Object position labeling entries
··········
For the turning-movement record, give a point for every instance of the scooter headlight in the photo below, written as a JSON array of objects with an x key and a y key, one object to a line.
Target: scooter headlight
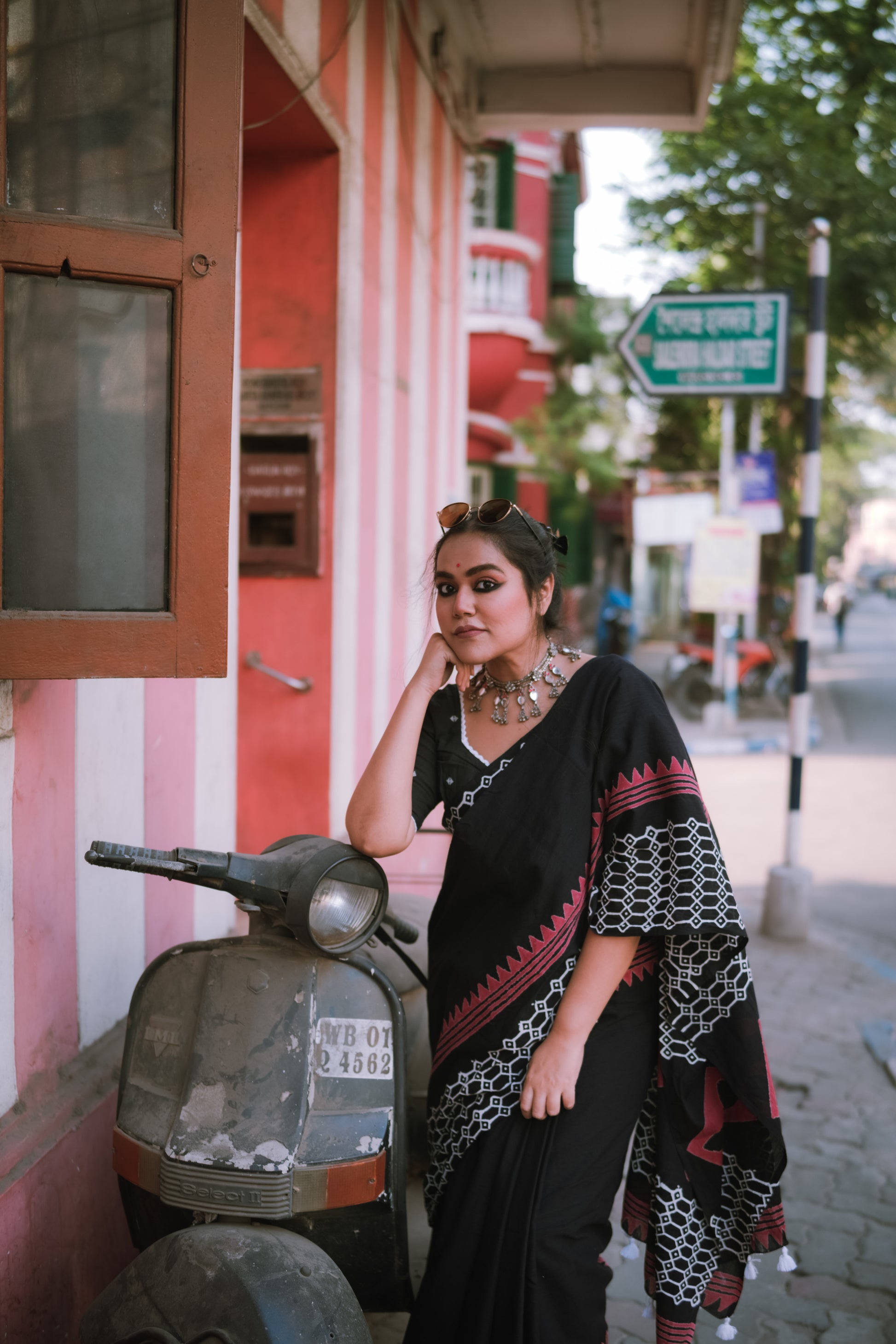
[
  {"x": 342, "y": 913},
  {"x": 337, "y": 898}
]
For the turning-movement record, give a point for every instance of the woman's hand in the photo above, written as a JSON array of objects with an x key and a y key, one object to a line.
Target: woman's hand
[
  {"x": 437, "y": 664},
  {"x": 551, "y": 1078}
]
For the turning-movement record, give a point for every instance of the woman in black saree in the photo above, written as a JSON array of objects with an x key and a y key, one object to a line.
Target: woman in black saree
[{"x": 588, "y": 972}]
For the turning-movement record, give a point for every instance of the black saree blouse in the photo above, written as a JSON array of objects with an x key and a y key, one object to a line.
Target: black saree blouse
[{"x": 594, "y": 820}]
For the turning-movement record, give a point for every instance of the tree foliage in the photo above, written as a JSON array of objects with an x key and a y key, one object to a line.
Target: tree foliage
[{"x": 808, "y": 125}]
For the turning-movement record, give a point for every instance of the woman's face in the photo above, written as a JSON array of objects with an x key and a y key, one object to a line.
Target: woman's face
[{"x": 481, "y": 604}]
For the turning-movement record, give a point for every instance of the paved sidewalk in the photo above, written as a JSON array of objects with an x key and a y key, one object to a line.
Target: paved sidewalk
[{"x": 839, "y": 1111}]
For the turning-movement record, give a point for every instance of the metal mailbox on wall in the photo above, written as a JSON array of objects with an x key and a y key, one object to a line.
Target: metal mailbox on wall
[{"x": 280, "y": 468}]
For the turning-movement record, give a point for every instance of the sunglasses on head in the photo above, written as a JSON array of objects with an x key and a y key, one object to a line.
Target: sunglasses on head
[{"x": 495, "y": 511}]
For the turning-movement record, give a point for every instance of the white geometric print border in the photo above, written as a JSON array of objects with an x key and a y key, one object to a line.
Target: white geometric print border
[
  {"x": 700, "y": 983},
  {"x": 487, "y": 1090},
  {"x": 686, "y": 1249},
  {"x": 745, "y": 1198}
]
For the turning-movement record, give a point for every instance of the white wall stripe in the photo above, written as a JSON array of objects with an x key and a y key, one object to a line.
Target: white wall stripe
[
  {"x": 421, "y": 441},
  {"x": 449, "y": 319},
  {"x": 7, "y": 945},
  {"x": 383, "y": 557},
  {"x": 303, "y": 31},
  {"x": 461, "y": 377},
  {"x": 109, "y": 805},
  {"x": 805, "y": 606},
  {"x": 215, "y": 797},
  {"x": 349, "y": 435}
]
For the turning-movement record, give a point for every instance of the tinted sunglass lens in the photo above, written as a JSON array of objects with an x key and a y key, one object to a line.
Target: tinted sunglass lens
[
  {"x": 452, "y": 514},
  {"x": 495, "y": 511}
]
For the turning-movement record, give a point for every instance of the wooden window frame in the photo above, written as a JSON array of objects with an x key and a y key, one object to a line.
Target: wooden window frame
[{"x": 190, "y": 639}]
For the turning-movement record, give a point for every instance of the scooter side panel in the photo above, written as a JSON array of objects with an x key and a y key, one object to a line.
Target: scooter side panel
[
  {"x": 246, "y": 1092},
  {"x": 163, "y": 1020},
  {"x": 258, "y": 1286}
]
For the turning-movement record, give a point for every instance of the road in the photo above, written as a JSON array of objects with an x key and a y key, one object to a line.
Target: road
[
  {"x": 838, "y": 1103},
  {"x": 860, "y": 682}
]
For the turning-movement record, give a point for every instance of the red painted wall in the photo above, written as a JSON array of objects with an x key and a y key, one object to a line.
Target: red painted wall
[
  {"x": 289, "y": 307},
  {"x": 64, "y": 1234},
  {"x": 170, "y": 733}
]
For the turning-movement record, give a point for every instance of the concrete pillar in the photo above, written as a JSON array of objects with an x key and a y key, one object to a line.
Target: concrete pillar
[{"x": 788, "y": 905}]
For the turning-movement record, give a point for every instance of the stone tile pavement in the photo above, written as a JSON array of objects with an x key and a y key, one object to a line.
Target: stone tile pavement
[{"x": 839, "y": 1111}]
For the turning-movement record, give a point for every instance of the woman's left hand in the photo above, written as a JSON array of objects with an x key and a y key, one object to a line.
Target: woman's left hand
[{"x": 551, "y": 1078}]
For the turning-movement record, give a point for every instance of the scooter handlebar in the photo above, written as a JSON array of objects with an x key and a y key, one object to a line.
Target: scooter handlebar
[{"x": 199, "y": 866}]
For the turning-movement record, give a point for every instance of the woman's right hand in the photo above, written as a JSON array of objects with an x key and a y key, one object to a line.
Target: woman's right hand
[{"x": 437, "y": 664}]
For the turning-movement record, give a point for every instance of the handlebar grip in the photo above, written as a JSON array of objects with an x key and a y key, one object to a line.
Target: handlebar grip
[
  {"x": 129, "y": 858},
  {"x": 403, "y": 931}
]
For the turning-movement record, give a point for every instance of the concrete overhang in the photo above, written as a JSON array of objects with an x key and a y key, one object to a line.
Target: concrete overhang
[{"x": 567, "y": 65}]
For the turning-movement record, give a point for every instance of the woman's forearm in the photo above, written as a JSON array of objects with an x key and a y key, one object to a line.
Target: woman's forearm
[
  {"x": 554, "y": 1069},
  {"x": 379, "y": 815},
  {"x": 602, "y": 964}
]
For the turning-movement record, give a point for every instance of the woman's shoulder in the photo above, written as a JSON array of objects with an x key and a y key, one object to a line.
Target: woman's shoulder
[
  {"x": 444, "y": 710},
  {"x": 611, "y": 674}
]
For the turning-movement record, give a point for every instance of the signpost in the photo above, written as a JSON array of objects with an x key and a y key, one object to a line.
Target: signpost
[
  {"x": 726, "y": 344},
  {"x": 710, "y": 344}
]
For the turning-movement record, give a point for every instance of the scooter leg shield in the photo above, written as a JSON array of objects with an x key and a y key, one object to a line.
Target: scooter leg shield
[{"x": 257, "y": 1286}]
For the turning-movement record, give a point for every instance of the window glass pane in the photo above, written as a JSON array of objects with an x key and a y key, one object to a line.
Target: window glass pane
[
  {"x": 87, "y": 412},
  {"x": 90, "y": 108}
]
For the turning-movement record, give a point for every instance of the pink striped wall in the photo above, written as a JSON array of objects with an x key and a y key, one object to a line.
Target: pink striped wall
[{"x": 62, "y": 1234}]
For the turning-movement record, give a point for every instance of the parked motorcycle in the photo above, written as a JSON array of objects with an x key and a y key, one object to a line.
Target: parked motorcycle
[
  {"x": 763, "y": 670},
  {"x": 261, "y": 1135}
]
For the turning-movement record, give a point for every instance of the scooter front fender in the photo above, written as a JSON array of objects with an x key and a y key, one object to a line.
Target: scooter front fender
[{"x": 258, "y": 1286}]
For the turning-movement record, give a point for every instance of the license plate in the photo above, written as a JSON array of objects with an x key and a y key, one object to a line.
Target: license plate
[{"x": 354, "y": 1047}]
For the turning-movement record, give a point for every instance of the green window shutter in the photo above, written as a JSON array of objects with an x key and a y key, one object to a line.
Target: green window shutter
[
  {"x": 564, "y": 198},
  {"x": 506, "y": 157}
]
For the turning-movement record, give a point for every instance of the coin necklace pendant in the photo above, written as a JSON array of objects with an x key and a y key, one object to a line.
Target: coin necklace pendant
[{"x": 524, "y": 688}]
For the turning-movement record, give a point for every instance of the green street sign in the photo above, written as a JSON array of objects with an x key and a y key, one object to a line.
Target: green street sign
[{"x": 710, "y": 344}]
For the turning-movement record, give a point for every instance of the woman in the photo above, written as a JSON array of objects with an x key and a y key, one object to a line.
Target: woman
[{"x": 588, "y": 972}]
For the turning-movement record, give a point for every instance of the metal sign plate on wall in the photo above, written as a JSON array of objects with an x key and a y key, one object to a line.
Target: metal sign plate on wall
[
  {"x": 710, "y": 344},
  {"x": 280, "y": 394}
]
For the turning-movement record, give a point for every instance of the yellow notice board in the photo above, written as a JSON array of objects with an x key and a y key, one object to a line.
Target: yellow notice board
[{"x": 725, "y": 566}]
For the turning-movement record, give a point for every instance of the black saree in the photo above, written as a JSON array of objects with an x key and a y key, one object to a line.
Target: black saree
[{"x": 592, "y": 820}]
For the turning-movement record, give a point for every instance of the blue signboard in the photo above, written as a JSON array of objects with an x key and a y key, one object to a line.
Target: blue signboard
[{"x": 759, "y": 491}]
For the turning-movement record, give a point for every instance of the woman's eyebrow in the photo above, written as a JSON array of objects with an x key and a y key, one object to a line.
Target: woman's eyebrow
[{"x": 477, "y": 569}]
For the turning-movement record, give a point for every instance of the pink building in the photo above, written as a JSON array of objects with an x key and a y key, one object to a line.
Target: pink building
[{"x": 141, "y": 559}]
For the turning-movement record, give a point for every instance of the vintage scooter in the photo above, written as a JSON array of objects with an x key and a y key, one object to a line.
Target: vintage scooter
[{"x": 261, "y": 1136}]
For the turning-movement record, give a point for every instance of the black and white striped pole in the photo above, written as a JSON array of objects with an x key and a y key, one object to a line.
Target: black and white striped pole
[{"x": 788, "y": 910}]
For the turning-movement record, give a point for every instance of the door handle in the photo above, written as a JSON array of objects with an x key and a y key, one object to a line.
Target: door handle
[{"x": 295, "y": 683}]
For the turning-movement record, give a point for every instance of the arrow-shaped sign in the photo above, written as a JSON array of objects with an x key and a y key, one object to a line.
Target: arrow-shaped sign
[{"x": 710, "y": 344}]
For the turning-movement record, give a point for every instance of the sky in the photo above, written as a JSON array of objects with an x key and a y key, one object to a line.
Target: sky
[
  {"x": 609, "y": 261},
  {"x": 606, "y": 258}
]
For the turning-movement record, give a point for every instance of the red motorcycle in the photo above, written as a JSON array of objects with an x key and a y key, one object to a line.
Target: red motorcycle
[{"x": 763, "y": 670}]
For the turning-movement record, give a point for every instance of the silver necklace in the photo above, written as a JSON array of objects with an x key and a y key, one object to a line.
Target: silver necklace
[{"x": 524, "y": 687}]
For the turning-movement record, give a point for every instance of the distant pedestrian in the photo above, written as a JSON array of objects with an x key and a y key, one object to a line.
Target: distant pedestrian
[
  {"x": 838, "y": 604},
  {"x": 588, "y": 972}
]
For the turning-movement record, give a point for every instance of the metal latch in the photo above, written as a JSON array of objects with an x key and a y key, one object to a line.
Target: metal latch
[{"x": 295, "y": 683}]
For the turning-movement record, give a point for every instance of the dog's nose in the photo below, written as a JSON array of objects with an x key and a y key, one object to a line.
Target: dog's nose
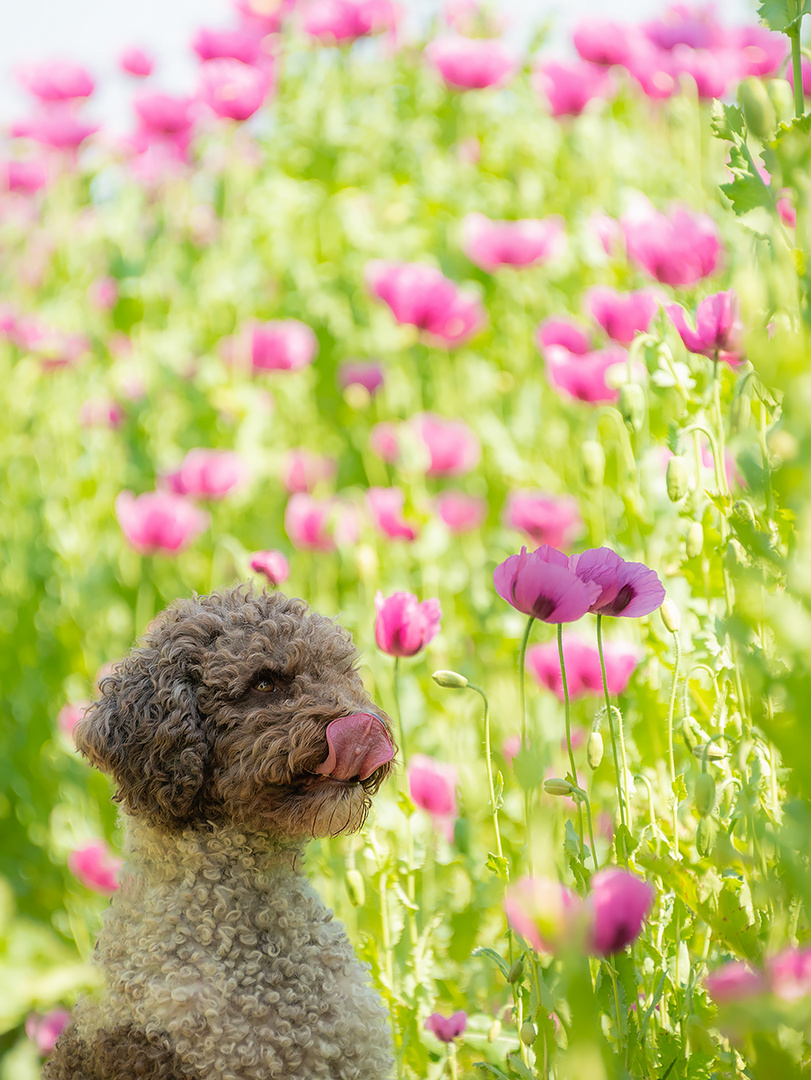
··········
=== STATED PROBLEM ===
Collect every line of the records above that contains the string "geometric", and list those lines one per line.

=== COMPLETE OUTPUT ===
For the turning-movement record, give a point for every instance of the white geometric print border in the photo above, written as a JSON array of objects with an x key and a y key, one object to a line.
Target: white geometric print border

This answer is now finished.